Text segment>
━━━━━━━━━━━━━━━━━━━━━━━━━━━━━━
What data is available for download?
The data in VectorBase is available for download in a variety of formats.
Genomic sequences
Fasta files are available for contigs, scaffolds, and (if available) chromosomes, for all assembled genomes in VectorBase. All sequences are soft-masked. The assemblies are described by AGP (v2.0) files.
Repeat data
Repeat features annotated on assembled genomes are available in GFF3 format. For many species the custom repeat library used with RepeatMasker is also available.
Gene annotations
Gene sets for assembled genomes are provided in GFF3 and GTF (v2.2) formats. The sequences of the transcripts and proteins are available as Fasta files.
Transcriptomes and proteomes
Transcriptomes and proteomes are available, in Fasta format, for species which do not have a genome assembly (and also for some species which do have a genome assembly).
━━━━━━━━━━━━━━━━━━━━━━━━━━━━━━
Dataset excerpts>
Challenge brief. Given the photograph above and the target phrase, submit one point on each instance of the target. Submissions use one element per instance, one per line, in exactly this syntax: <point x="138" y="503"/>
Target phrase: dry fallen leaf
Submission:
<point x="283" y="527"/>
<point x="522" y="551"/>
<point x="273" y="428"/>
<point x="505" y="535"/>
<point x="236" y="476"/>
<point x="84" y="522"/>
━━━━━━━━━━━━━━━━━━━━━━━━━━━━━━
Task item A> Using the VectorBase download text, decide whether each statement agrees with it. Answer yes or no for each, and quote the words that decide it. (i) Every genomic sequence offered is soft-masked. (ii) Gene sets for assembled genomes come only in GFF3 format. (iii) Transcriptomes and proteomes are offered only for species that lack a genome assembly.
Task item B> Carry the VectorBase download text on from its last section.
The entries play no part in what is asked here.

Exercise response A>
(i) Yes: "All sequences are soft-masked."
(ii) No: "Gene sets for assembled genomes are provided in GFF3 and GTF (v2.2) formats."
(iii) No: "(and also for some species which do have a genome assembly)"

Exercise response B>
Projection data
When assemblies are updated, genes are projected from the old to the new assembly. This process generates a range of files (in text, Fasta, and GFF3 format), described in detail in another FAQ.
Microarray data
For Anopheles gambiae and Aedes aegypti there are tab-delimited files of gene-averaged expression summary data. These are the p-values and text summaries for genes that are displayed in the Expression Browser.
Ontologies
Ontologies used in VectorBase are provided in OBO format.
Comparative data
Files relating to comparative analyses are described in detail in another FAQ.